>>

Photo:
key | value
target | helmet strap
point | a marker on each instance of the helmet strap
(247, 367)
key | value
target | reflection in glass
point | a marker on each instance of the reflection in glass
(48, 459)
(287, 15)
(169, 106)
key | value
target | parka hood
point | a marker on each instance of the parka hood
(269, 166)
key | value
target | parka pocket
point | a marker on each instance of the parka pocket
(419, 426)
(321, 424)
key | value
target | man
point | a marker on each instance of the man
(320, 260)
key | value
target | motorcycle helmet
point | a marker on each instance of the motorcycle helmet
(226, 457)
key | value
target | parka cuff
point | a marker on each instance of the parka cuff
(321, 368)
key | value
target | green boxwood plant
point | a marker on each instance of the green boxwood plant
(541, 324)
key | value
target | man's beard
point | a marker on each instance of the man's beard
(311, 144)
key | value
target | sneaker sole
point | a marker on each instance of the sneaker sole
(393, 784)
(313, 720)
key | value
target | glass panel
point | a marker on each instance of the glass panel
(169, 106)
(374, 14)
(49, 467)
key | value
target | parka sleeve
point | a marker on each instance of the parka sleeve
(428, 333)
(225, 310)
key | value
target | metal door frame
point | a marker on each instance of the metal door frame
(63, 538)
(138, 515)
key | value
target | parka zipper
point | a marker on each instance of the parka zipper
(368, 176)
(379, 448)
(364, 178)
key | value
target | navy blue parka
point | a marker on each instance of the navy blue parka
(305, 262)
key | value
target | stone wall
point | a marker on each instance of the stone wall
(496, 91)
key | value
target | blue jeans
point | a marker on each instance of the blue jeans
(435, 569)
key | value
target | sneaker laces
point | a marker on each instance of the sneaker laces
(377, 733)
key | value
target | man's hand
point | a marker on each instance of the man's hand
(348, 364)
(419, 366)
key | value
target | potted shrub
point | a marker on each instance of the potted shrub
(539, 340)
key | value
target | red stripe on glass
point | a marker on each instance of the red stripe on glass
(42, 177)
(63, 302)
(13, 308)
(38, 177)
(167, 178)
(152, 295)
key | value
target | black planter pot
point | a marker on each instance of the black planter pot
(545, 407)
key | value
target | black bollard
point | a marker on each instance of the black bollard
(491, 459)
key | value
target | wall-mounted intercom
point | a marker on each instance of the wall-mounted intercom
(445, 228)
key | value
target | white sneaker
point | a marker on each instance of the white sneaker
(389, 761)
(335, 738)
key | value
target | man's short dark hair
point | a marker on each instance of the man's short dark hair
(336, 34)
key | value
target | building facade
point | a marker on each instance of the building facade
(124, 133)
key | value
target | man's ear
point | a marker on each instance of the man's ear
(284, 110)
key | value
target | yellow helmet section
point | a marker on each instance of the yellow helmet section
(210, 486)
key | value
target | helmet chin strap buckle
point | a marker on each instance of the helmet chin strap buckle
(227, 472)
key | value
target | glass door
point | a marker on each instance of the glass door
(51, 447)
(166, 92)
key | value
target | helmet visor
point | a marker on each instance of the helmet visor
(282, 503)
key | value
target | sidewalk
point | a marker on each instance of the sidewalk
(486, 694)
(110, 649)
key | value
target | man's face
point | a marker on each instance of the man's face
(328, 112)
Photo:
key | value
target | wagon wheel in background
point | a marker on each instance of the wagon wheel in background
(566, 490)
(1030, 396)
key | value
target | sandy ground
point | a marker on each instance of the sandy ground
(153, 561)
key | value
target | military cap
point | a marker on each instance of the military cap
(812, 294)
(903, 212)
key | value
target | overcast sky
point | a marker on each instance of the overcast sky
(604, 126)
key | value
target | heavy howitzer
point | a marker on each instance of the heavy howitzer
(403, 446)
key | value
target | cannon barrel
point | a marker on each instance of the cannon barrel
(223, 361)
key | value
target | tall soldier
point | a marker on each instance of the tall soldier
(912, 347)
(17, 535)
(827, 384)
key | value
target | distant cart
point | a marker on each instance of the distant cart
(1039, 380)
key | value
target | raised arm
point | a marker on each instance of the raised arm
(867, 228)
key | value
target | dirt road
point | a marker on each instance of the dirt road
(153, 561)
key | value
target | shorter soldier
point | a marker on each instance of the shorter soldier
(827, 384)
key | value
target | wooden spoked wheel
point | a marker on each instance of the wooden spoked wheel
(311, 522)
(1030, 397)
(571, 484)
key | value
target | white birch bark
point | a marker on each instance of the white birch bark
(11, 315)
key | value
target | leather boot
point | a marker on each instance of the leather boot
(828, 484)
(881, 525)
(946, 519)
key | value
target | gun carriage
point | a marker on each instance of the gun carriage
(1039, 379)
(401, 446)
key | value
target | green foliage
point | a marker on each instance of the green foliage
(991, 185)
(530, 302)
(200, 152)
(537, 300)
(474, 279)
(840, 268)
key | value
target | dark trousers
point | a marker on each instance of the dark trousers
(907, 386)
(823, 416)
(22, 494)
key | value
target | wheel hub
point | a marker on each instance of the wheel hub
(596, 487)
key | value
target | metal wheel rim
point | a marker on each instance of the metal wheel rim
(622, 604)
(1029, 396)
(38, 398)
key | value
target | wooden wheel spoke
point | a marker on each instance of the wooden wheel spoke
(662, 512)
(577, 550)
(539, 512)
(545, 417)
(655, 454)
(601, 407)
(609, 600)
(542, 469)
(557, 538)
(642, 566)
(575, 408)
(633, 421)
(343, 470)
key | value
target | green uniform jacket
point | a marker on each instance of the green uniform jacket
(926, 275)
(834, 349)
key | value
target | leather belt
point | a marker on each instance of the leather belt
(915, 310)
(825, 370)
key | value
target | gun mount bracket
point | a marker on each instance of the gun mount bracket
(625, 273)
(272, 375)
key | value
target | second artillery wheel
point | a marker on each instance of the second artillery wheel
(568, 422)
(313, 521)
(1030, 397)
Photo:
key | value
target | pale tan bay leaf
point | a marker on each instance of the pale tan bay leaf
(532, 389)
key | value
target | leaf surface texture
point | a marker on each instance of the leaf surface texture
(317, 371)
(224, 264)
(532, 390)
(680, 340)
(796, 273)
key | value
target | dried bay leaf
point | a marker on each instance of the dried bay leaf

<<

** STATED TASK **
Filter the items above, copying out every line that contains the word "navy", where case counts.

** RESULT OF THE TASK **
target | navy blue parka
point | a marker on each instance of the navy blue parka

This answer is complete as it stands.